■ ASSIGNMENT:
Your answer should consist of all lines in the listing that hold the word "below".

■ PROVIDED RECORDS:
================
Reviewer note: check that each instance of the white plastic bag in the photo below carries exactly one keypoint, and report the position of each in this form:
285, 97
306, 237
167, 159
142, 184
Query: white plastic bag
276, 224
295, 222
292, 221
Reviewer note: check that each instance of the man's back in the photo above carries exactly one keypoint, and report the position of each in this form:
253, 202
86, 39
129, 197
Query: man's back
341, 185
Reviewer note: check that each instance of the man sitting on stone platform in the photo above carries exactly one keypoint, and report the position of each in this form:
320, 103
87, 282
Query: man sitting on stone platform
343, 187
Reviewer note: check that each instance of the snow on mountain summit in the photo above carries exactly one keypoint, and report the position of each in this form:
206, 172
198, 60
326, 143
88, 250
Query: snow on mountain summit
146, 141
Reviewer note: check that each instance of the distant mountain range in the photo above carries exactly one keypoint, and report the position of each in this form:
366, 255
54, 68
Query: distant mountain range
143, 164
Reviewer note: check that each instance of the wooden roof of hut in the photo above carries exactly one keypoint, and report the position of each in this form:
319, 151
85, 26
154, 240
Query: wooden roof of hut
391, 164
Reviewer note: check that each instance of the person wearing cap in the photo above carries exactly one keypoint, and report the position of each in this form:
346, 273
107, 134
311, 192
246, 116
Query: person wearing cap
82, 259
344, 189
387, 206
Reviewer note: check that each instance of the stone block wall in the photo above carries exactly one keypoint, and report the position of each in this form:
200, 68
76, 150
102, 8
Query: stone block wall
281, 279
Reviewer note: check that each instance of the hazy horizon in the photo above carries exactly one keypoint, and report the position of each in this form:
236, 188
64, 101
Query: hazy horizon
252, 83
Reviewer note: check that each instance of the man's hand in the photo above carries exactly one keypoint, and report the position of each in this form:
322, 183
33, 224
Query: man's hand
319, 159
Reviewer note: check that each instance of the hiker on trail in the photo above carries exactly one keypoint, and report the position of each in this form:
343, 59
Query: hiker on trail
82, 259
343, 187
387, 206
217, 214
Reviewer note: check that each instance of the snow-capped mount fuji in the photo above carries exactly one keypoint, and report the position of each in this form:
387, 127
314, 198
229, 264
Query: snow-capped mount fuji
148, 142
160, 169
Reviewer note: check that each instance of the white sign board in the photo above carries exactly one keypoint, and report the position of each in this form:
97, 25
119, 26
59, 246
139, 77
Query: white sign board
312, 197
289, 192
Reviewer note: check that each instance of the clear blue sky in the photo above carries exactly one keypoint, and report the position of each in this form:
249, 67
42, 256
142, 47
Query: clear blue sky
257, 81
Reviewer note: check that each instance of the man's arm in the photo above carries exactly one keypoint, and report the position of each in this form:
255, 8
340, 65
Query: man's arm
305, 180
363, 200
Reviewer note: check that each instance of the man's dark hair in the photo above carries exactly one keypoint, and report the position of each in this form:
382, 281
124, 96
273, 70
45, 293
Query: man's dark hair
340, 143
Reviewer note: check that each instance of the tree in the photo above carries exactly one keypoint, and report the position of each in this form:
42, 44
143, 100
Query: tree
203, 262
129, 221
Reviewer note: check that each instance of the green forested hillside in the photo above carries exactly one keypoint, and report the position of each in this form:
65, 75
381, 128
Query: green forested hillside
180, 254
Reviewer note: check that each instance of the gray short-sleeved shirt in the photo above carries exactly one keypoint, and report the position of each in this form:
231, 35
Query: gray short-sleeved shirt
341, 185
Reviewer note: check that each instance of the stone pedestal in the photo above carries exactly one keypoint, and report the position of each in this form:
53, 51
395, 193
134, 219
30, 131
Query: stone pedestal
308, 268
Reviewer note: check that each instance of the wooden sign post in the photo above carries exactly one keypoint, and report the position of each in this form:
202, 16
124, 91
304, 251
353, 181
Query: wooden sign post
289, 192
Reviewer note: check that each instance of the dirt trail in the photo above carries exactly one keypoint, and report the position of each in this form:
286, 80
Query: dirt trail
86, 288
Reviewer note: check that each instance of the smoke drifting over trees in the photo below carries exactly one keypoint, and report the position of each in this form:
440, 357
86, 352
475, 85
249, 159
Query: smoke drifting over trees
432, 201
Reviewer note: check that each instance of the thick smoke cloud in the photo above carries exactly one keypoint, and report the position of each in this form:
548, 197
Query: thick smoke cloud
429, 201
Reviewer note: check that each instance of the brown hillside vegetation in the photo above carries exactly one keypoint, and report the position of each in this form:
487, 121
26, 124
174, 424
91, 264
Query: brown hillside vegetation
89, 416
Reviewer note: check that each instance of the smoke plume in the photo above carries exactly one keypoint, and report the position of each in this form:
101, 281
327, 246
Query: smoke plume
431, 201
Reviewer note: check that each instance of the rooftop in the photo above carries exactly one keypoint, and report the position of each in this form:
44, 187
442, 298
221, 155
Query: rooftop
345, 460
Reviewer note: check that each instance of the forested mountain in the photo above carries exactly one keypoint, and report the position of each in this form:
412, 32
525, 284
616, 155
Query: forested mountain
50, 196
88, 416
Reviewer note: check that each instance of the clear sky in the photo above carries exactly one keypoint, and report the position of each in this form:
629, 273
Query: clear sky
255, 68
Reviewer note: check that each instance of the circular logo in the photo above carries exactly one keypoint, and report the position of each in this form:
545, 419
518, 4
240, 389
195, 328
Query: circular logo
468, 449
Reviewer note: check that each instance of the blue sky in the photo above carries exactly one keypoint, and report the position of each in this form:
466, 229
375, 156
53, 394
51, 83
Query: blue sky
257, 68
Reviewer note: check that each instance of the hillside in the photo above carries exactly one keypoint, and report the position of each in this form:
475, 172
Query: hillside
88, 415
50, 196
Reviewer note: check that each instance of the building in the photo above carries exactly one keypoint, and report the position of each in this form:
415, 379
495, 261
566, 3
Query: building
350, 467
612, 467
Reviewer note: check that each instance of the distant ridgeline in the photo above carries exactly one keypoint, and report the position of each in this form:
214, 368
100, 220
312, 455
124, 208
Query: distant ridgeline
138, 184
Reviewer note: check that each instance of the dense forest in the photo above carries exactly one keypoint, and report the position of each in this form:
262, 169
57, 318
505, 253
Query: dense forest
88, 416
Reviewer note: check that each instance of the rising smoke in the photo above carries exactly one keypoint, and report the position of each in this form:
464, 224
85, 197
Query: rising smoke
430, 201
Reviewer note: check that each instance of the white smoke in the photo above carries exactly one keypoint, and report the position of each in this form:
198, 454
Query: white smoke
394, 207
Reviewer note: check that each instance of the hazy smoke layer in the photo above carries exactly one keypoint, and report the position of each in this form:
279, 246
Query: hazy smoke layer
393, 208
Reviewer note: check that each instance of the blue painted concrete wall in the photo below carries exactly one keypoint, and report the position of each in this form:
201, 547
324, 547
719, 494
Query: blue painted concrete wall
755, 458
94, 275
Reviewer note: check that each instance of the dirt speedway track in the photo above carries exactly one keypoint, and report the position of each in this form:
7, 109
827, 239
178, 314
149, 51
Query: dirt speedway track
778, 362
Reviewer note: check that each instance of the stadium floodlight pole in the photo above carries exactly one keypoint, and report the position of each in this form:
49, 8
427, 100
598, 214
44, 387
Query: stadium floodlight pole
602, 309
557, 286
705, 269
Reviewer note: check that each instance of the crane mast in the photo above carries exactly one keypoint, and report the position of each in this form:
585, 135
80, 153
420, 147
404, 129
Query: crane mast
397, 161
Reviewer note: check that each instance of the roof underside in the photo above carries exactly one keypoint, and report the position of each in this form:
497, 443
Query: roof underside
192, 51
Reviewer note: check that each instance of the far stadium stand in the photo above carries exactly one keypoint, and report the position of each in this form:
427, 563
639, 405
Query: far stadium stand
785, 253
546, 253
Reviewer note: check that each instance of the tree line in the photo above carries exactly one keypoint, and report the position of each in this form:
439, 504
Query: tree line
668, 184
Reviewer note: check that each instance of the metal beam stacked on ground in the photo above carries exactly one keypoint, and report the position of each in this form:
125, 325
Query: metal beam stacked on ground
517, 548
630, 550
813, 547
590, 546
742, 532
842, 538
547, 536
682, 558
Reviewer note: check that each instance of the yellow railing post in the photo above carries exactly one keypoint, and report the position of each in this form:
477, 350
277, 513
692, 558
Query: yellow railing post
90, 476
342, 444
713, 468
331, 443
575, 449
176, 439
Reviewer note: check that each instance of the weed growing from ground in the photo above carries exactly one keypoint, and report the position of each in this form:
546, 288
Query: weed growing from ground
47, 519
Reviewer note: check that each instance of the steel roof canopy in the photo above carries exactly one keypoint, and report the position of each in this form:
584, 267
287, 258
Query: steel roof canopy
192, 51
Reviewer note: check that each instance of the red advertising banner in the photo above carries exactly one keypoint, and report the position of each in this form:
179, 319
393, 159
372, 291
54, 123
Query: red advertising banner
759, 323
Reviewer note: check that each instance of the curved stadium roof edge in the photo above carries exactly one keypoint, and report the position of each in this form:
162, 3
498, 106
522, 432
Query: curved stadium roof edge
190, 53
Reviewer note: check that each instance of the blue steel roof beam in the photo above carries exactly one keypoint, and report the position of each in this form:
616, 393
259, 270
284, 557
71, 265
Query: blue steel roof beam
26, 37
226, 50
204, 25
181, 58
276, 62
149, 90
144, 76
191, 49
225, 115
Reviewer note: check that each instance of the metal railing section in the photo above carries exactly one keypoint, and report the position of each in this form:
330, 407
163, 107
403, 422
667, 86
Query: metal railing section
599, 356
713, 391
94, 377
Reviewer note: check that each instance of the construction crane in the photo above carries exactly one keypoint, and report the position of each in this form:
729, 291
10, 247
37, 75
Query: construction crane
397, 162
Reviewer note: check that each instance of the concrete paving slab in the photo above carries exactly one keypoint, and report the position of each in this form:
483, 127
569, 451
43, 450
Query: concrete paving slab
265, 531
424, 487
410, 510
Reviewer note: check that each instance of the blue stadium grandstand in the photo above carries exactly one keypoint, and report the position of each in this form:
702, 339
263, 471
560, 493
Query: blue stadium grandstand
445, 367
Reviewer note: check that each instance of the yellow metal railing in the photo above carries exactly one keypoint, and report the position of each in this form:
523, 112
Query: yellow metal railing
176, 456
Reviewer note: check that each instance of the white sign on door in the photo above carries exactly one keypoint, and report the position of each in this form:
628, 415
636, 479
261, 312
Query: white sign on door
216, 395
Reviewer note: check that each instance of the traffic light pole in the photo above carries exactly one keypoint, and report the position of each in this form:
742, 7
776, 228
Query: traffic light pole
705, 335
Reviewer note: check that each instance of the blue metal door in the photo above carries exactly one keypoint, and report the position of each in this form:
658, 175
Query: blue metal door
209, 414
================
■ EXPECTED ANSWER:
Reviewer note: check that each instance of the white plastic bag in the photo below carries exactly one keypoint, and report the position of each in this form:
Reviewer note: check that each instance of the smoke drifting over trees in the photo below carries exactly one keypoint, and report the position of each in this form:
Reviewer note: check that each instance of the blue painted concrete wall in the photo below carries exactly one keypoint, and report the position of each in this form:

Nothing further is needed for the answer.